Pick out each line in the items below that contains the word "leaf", and copy those lines. Case counts.

(Saved entries)
▼▼▼
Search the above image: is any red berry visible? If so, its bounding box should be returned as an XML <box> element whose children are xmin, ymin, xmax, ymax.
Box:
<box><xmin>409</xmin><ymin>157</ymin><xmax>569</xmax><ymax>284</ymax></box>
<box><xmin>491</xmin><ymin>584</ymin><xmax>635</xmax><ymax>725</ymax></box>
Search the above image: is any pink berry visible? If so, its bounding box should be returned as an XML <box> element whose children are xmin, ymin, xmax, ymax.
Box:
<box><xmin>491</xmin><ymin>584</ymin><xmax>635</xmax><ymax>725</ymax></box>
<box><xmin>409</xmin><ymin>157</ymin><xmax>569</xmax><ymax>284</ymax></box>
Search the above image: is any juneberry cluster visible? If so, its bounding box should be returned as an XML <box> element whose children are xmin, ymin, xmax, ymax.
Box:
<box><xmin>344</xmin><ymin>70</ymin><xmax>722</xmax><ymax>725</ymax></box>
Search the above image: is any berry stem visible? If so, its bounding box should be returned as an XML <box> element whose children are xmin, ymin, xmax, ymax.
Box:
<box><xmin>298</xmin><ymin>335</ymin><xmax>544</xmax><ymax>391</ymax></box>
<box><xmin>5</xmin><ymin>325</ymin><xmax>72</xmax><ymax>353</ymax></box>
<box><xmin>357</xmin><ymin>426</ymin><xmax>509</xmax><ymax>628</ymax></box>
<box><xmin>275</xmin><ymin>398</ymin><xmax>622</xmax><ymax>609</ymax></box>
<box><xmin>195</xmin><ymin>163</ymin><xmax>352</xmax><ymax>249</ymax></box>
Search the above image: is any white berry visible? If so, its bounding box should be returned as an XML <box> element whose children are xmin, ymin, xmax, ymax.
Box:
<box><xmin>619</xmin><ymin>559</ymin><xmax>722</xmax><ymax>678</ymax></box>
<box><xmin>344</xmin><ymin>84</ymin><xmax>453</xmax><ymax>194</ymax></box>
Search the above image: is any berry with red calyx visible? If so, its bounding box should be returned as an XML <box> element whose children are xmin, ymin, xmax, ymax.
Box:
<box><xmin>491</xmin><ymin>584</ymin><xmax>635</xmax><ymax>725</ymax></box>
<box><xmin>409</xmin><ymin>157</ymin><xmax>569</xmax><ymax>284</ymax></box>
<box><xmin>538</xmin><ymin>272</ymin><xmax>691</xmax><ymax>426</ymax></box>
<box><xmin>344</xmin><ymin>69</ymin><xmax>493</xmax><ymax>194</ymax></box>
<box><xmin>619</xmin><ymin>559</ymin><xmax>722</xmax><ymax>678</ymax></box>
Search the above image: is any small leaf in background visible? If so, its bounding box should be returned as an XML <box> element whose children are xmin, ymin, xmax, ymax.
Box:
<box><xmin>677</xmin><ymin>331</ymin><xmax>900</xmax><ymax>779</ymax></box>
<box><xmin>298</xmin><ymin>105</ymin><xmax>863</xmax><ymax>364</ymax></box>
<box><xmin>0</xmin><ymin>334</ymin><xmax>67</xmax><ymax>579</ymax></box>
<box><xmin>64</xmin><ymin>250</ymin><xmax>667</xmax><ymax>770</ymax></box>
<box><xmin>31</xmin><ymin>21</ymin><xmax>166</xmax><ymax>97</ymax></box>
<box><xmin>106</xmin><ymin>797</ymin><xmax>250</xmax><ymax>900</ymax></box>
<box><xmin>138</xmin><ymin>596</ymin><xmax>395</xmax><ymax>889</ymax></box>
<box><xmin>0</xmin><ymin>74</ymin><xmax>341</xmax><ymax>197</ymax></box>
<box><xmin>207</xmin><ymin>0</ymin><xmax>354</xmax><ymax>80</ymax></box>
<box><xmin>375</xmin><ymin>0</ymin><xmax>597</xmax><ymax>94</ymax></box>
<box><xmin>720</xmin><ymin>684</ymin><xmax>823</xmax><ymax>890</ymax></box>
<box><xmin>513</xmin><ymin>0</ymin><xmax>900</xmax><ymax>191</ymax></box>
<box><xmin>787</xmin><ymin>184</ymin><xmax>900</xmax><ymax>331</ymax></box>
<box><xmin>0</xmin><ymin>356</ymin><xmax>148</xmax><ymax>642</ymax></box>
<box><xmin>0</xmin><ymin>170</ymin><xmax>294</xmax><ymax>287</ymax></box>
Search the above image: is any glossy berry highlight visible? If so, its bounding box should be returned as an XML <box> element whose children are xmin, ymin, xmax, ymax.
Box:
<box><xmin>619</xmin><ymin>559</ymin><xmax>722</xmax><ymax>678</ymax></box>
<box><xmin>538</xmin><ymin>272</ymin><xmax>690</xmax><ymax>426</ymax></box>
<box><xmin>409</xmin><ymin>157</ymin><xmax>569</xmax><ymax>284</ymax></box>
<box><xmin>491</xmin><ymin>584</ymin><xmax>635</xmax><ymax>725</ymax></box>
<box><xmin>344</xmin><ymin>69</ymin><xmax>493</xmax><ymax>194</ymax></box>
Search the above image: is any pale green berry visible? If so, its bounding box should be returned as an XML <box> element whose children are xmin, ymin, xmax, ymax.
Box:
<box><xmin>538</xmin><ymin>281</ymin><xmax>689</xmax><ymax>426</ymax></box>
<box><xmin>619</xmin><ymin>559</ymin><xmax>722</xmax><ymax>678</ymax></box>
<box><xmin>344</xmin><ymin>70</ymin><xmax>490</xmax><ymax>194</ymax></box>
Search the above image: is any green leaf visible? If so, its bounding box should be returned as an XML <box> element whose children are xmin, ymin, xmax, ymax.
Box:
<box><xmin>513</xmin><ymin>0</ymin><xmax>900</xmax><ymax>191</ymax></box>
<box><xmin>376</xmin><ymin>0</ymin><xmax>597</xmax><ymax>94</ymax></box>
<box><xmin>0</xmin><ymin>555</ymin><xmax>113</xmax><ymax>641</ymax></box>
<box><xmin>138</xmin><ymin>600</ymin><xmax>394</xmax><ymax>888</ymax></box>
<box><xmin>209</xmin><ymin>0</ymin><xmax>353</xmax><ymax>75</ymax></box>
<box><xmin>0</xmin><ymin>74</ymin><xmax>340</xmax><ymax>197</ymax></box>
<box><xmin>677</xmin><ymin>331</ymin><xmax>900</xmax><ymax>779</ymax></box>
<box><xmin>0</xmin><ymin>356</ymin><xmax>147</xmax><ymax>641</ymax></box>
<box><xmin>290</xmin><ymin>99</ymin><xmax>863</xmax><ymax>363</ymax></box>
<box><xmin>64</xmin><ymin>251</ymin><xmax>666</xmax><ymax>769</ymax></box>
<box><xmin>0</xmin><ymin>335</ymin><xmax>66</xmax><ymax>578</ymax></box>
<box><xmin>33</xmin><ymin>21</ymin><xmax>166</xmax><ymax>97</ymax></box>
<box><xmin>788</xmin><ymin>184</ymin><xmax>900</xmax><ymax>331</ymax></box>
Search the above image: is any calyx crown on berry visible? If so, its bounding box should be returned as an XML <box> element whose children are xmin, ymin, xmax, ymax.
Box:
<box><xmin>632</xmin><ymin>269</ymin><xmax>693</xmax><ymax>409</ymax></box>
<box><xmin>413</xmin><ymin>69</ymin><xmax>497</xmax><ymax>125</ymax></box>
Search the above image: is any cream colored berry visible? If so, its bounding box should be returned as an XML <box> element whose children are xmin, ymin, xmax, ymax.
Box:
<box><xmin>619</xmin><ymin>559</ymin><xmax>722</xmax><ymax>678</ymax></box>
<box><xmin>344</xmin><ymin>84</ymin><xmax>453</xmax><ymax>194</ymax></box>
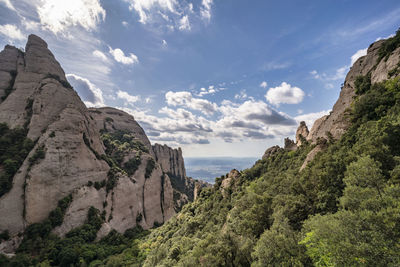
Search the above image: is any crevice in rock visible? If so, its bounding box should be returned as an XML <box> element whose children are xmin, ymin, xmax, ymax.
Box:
<box><xmin>1</xmin><ymin>70</ymin><xmax>17</xmax><ymax>101</ymax></box>
<box><xmin>160</xmin><ymin>173</ymin><xmax>165</xmax><ymax>222</ymax></box>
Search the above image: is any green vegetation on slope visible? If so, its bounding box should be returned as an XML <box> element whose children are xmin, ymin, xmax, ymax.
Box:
<box><xmin>104</xmin><ymin>76</ymin><xmax>400</xmax><ymax>266</ymax></box>
<box><xmin>0</xmin><ymin>32</ymin><xmax>400</xmax><ymax>266</ymax></box>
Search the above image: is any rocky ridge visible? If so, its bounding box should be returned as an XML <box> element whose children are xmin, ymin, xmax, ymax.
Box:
<box><xmin>263</xmin><ymin>37</ymin><xmax>400</xmax><ymax>169</ymax></box>
<box><xmin>0</xmin><ymin>35</ymin><xmax>203</xmax><ymax>251</ymax></box>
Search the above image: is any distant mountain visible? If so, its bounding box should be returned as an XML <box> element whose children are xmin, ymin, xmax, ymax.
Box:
<box><xmin>0</xmin><ymin>35</ymin><xmax>203</xmax><ymax>253</ymax></box>
<box><xmin>0</xmin><ymin>31</ymin><xmax>400</xmax><ymax>266</ymax></box>
<box><xmin>185</xmin><ymin>157</ymin><xmax>257</xmax><ymax>183</ymax></box>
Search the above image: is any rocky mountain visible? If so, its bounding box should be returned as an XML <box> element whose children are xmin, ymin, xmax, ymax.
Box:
<box><xmin>0</xmin><ymin>35</ymin><xmax>205</xmax><ymax>251</ymax></box>
<box><xmin>263</xmin><ymin>37</ymin><xmax>400</xmax><ymax>169</ymax></box>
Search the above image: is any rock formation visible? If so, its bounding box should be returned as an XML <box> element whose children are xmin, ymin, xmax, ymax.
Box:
<box><xmin>296</xmin><ymin>121</ymin><xmax>310</xmax><ymax>146</ymax></box>
<box><xmin>0</xmin><ymin>35</ymin><xmax>202</xmax><ymax>247</ymax></box>
<box><xmin>296</xmin><ymin>37</ymin><xmax>400</xmax><ymax>170</ymax></box>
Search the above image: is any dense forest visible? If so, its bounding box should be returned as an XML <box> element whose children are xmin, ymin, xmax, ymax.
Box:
<box><xmin>0</xmin><ymin>32</ymin><xmax>400</xmax><ymax>266</ymax></box>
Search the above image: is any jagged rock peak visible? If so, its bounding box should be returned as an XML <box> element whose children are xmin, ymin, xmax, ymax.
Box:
<box><xmin>296</xmin><ymin>121</ymin><xmax>309</xmax><ymax>146</ymax></box>
<box><xmin>262</xmin><ymin>146</ymin><xmax>282</xmax><ymax>159</ymax></box>
<box><xmin>153</xmin><ymin>143</ymin><xmax>186</xmax><ymax>178</ymax></box>
<box><xmin>284</xmin><ymin>137</ymin><xmax>297</xmax><ymax>151</ymax></box>
<box><xmin>25</xmin><ymin>34</ymin><xmax>48</xmax><ymax>52</ymax></box>
<box><xmin>0</xmin><ymin>35</ymin><xmax>201</xmax><ymax>252</ymax></box>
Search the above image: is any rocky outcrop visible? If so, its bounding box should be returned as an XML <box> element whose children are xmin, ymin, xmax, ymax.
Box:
<box><xmin>0</xmin><ymin>35</ymin><xmax>199</xmax><ymax>248</ymax></box>
<box><xmin>296</xmin><ymin>35</ymin><xmax>400</xmax><ymax>169</ymax></box>
<box><xmin>296</xmin><ymin>121</ymin><xmax>310</xmax><ymax>146</ymax></box>
<box><xmin>220</xmin><ymin>169</ymin><xmax>240</xmax><ymax>197</ymax></box>
<box><xmin>307</xmin><ymin>40</ymin><xmax>400</xmax><ymax>142</ymax></box>
<box><xmin>284</xmin><ymin>137</ymin><xmax>297</xmax><ymax>151</ymax></box>
<box><xmin>152</xmin><ymin>144</ymin><xmax>186</xmax><ymax>177</ymax></box>
<box><xmin>262</xmin><ymin>146</ymin><xmax>282</xmax><ymax>160</ymax></box>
▲▲▲
Solution to this task:
Search the above image: is any small leaf in background visible? If so, its bounding box should be returned as an XML <box> element whose children are xmin, ymin, xmax, ymax.
Search the above image: is any green leaf visible? If so, its bounding box should be returned as an XML <box> element whose children are xmin, ymin, xmax, ymax.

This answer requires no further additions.